[TASKS TO COMPLETE]
- a) Quote the personal injury appeal judgment word for word, starting at the words "a) The learned" and ending after "which they did.".
- b) Continue the personal injury appeal judgment, starting after its last sentence.

A.O Bayusuf & Sons v Patricia Muthoka Mutunga [2020] KEHC 7771 (KLR) | Personal Injury | Esheria

A.O Bayusuf & Sons v Patricia Muthoka Mutunga [2020] KEHC 7771 (KLR)

Full Case Text

REPUBLIC OF KENYA

IN THE HIGH COURT OF KENYA AT MAKUENI

CIVIL APPEAL NO. 18 OF 2017

A.O BAYUSUF & SONS................................APPELLANT

-VERSUS-

PATRICIA MUTHOKA MUTUNGA.......RESPONDENT

(Being an Appeal from the Judgment of Hon. D.M Ndungi (SRM) in the Principal Magistrate’s Court at Makindu, Civil Case No.439 of 2015, delivered on 2nd March 2017).

JUDGMENT

1. The Respondent filed a suit in the lower court seeking general damages for personal injuries sustained from a road accident on 20/12/2013 along the Nairobi-Mombasa road near Kiboko parking bay.  She also prayed for special damages, costs of the suit and interest.

2. The Respondent filed a statement of defence denying all the averments in the plaint. After the preliminaries, the parties consented on liability in the ratio of 80:20 in favor of the Respondent and the matter proceeded for assessment of damages. The learned trial Magistrate in his judgment awarded damages as follows;

Special damages………………………….Kshs.3,500/=

General damages…………………………Kshs.800,000/=

Total……………………………….……..…Kshs.803,500/=

Less

20% contribution……………...….……..Kshs.160,700/=

Net award………………………………...Kshs.642,800/=

3. Aggrieved by the decision, the Appellant filed this appeal and listed 3 grounds as follows;

a) The learned trial Magistrate misdirected himself and erred in law and fact by awarding general damages for pain and suffering that are so manifestly excessive as to be erroneous.

b) The learned trial Magistrate misdirected himself and erred in law and fact in failing to properly consider the medical reports in record and hence arrived at an award that is so manifestly excessive as to be erroneous.

c) The learned trial Magistrate misdirected himself and erred in law and fact by failing to properly consider the defendant’s submissions on record thus arrived at an erroneous finding on quantum.

4. Parties agreed to dispose of the appeal by way of written submissions which they did.

[THE DATA]
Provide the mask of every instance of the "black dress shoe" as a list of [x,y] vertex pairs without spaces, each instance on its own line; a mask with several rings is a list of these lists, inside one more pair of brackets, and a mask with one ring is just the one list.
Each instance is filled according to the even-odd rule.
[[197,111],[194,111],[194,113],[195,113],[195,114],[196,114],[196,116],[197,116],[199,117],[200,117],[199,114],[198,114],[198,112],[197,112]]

[WRITTEN RESPONSES]
- a)
a) The learned trial Magistrate misdirected himself and erred in law and fact by awarding general damages for pain and suffering that are so manifestly excessive as to be erroneous.

b) The learned trial Magistrate misdirected himself and erred in law and fact in failing to properly consider the medical reports in record and hence arrived at an award that is so manifestly excessive as to be erroneous.

c) The learned trial Magistrate misdirected himself and erred in law and fact by failing to properly consider the defendant’s submissions on record thus arrived at an erroneous finding on quantum.

4. Parties agreed to dispose of the appeal by way of written submissions which they did.

- b)
The Appellant’s submissions

5. M/s Wangai Nyuthe for the Appellant submits that according to Dr. Musyoki and Dr. Wambugu, the Respondent sustained fractures of finger bones on hands, fracture iliac bone and injury to the chest. She contends that none of the doctors other than Dr. Ndeti mentioned a fracture of the left femur and as such, the award of Kshs.800,000/= was inordinately high as to be erroneous. She relies on the following case law;

a) Nakuru Civil Appeal No. 105 of 2018 S.D.V Transami K. Ltd –vs- Scholastica Nyambura (2012) eKLR where the plaintiff sustained; compound fracture of the right tibia and fibula, deep cut wound on the left leg and multiple cut wounds on the right leg. An award of Kshs.300,000/= was reduced to Ksh.250,000/=.

b) Nairobi Cause No. 98 of 2011; Kennedy Mutinda Nzioka –vs- Basco Product (Kenya) Ltd (2013) eKLR where an award of Kshs.210,000/= was given to a claimant who had sustained a crush injury with fracture of the middle phalanx right finger and total permanent incapacity of 2%.

6. The Appellant submits that the above authorities are recent and should guide this court in finding that an award of Kshs.350,000/= is adequate compensation.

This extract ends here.